Dural venous sinus thrombosis with hemorrhagic infarction

Case contributed by Fadi Aidi
Diagnosis certain

Presentation

Severe headache, nausea, and left side weakness. No past medical or surgical history.

Patient Data

Age: 55 years
Gender: Female

Loss of normal signal void is seen involving the right transverse and sigmoid sinuses extending to the proximal ipsilateral internal jugular vein with signal appearances as hyperintense on T1w and FLAIR images representing a subacute blood clot.

A moderately well-defined intra-axial cortical and subcortical heterogeneous lesion is seen in the right occipitotemporal region, hyperintense on T1w and T2w sequences with surrounding vasogenic and cortical edema. Blooming artifact is also noted within the lesion. Appearances are in keeping with intra-axial late subacute hemorrhage measuring about 17 x 10 mm.

[Stored data entries]
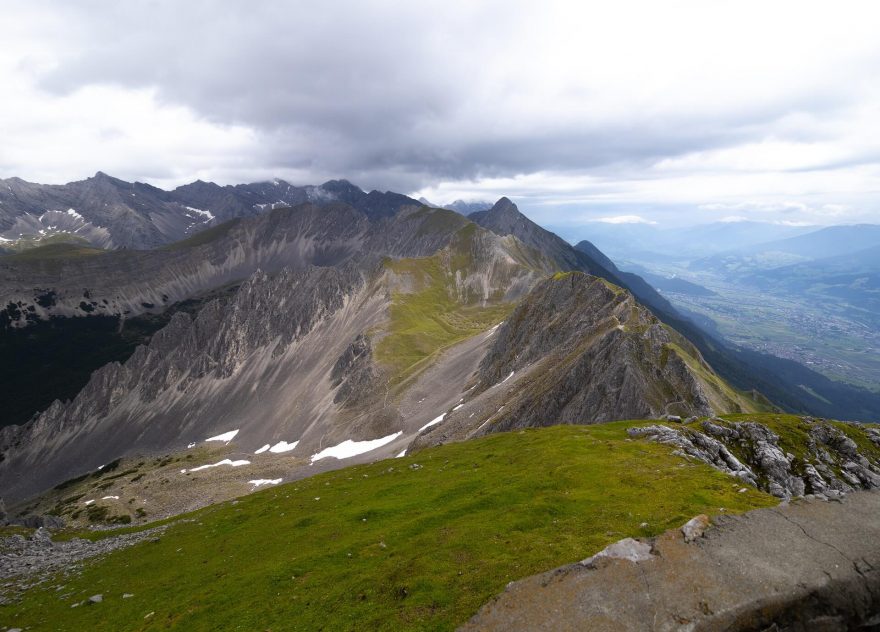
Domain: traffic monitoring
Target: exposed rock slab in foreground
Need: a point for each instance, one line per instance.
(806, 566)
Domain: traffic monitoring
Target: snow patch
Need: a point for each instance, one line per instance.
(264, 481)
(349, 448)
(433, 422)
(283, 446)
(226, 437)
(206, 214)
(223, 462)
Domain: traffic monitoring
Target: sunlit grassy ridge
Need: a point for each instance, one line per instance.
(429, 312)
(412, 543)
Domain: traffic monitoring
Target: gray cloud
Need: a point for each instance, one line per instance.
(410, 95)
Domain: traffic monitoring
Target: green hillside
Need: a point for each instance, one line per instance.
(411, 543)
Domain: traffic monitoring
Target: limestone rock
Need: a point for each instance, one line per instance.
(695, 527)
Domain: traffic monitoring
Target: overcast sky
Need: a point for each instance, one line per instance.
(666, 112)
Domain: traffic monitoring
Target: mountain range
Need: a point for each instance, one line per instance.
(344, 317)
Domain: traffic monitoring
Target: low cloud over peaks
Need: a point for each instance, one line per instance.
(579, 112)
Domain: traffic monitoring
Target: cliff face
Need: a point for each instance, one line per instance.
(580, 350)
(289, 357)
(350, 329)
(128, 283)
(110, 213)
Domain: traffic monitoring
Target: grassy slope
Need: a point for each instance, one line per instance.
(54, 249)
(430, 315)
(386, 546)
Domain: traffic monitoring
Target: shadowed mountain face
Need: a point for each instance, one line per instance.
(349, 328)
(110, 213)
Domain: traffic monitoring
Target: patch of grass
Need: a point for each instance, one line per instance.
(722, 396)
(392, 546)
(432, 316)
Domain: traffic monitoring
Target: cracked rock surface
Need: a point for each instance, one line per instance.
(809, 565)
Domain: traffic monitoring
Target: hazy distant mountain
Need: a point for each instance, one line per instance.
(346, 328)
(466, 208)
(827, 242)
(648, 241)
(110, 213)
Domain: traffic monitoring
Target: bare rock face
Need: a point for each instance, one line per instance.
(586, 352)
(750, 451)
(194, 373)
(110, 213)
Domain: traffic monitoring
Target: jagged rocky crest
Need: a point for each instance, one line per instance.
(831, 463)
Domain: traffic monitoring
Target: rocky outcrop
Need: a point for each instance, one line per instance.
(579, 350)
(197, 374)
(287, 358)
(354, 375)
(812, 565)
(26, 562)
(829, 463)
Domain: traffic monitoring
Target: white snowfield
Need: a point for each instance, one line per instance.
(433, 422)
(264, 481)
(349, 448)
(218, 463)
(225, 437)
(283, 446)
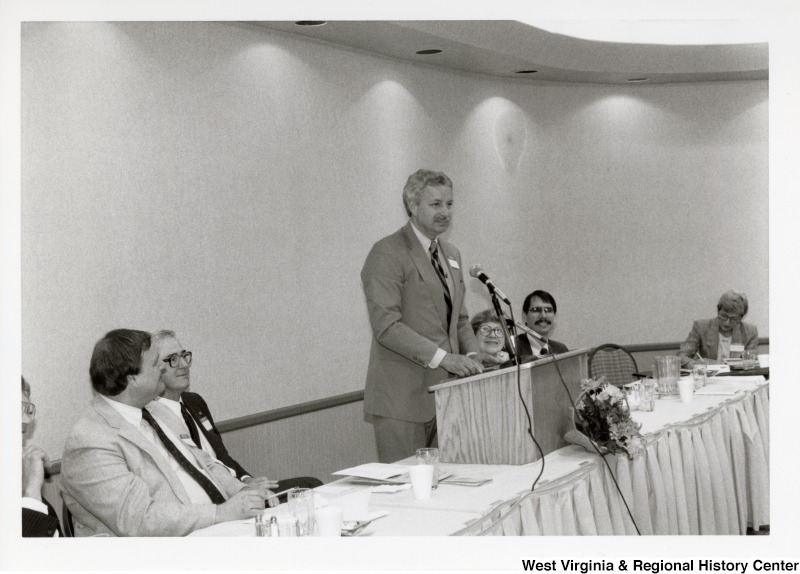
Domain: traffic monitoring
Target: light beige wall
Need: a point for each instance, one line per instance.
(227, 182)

Assignment 1 –
Answer these from the case report on dural venous sinus thrombosis:
(a) How old is the patient?
(b) Which sinuses show loss of normal signal void?
(c) What is the approximate size of the hemorrhage in the right occipitotemporal region?
Assignment 2 – Please carry on the case report on dural venous sinus thrombosis, picking up after its final sentence.

Expected output 1 –
(a) 55 years
(b) The right transverse and sigmoid sinuses
(c) About 17 x 10 mm

Expected output 2 –
Cortical restricted diffusion is seen involving the posterior aspect of the insular cortex representing cortical ischemia.

Subarachnoid hyperintensity is seen on T1w and FLAIR images involving the right temporal lobe anteriorly highly suggestive of associated subarachnoid hemorrhage.

Few small scattered white matter hyperintensities without edema, mass-effect, or restricted diffusion representing small vessel disease.

The CSF spaces are of normal size. Grey-white matter differentiation is normal. No shift of midline. No arterial territory infarction. The other major vascular voids appear unremarkable. The sella showed no gross pathology.

Conclusion:

Features are in keeping with dural venous sinus thrombosis involving the right transverse and sigmoid sinuses extending to the proximal internal jugular vein with associated hemorrhagic infarction right occipitotemporal region and right temporal subarachnoid hemorrhage.

Case Discussion

CT scan of this patient shows an intracranial hemorrhage, MRI was requested for better assessment and to assess for any underlying pathology.
Features that suggest venous infarction include bilateral, peripheral/cortical, hemorrhagic, and non-arterial territory infarct. The infarct and hemorrhage in this case make it a type 4 in severity.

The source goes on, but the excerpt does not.